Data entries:
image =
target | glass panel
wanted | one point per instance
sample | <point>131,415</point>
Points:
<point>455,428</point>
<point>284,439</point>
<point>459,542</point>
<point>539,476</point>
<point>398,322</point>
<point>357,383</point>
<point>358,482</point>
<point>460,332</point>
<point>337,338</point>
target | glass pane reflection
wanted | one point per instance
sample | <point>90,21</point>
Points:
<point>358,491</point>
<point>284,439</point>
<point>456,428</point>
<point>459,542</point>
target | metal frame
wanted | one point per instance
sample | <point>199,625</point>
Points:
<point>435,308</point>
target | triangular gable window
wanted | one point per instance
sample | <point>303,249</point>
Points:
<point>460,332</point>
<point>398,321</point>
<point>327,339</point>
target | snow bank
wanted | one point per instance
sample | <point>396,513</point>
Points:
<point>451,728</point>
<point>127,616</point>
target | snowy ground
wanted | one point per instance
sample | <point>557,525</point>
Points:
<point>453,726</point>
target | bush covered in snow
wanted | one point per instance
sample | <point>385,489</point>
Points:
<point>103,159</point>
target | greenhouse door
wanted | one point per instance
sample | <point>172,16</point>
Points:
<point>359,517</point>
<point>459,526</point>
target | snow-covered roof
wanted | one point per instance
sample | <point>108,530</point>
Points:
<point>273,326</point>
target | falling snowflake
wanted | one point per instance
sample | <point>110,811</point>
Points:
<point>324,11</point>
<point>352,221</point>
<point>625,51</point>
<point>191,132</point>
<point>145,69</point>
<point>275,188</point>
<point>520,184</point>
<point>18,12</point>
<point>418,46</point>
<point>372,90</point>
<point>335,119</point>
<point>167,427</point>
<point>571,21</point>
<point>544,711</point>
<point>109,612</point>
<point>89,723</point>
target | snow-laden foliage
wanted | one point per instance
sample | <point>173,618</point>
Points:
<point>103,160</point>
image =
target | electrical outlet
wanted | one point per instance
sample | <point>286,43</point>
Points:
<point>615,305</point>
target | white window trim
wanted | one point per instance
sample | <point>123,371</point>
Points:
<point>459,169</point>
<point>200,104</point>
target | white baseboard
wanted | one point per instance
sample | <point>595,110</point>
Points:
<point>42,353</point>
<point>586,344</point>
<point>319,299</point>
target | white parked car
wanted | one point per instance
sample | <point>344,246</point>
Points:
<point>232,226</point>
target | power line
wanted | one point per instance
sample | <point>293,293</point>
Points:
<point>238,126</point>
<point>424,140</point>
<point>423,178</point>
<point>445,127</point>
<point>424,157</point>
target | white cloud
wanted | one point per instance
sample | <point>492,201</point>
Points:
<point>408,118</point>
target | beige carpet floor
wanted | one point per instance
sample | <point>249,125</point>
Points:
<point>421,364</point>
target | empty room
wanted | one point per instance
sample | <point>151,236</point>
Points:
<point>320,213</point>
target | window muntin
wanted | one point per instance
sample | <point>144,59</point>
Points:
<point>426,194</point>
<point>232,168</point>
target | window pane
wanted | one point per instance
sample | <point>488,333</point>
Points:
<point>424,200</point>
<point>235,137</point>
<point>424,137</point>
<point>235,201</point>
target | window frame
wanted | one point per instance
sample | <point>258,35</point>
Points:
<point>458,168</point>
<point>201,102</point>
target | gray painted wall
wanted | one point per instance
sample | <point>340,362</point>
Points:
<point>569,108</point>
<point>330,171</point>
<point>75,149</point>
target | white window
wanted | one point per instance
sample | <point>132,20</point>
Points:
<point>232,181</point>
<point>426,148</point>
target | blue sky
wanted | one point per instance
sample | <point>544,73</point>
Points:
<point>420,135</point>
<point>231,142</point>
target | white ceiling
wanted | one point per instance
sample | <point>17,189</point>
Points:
* * *
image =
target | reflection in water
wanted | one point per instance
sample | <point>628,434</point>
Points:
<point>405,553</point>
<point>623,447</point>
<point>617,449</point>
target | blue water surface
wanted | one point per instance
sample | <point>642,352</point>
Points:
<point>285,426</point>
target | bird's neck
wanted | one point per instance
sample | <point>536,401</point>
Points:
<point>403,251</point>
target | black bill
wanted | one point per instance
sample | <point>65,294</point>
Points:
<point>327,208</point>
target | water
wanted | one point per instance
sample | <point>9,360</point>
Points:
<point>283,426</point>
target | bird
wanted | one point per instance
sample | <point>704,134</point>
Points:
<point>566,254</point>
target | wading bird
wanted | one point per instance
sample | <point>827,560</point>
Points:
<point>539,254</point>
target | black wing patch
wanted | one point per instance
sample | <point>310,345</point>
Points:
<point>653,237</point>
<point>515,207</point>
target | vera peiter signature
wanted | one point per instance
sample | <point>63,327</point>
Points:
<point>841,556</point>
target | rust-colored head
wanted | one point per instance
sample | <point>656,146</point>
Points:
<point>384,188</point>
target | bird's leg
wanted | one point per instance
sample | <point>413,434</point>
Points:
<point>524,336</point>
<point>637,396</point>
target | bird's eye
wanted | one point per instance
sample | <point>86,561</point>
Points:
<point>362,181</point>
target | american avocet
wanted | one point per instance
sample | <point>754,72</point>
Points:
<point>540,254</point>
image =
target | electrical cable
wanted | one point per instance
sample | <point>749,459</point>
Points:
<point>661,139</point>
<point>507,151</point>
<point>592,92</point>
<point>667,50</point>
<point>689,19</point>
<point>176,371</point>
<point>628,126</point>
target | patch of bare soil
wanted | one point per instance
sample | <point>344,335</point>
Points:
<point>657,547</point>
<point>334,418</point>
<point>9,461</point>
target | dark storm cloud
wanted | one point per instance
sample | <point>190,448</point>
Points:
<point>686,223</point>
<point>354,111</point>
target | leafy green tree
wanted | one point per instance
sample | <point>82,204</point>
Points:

* _Assignment_: Pull every line with "electrical" from the records.

* _Answer to this exercise_:
target | electrical outlet
target | electrical cable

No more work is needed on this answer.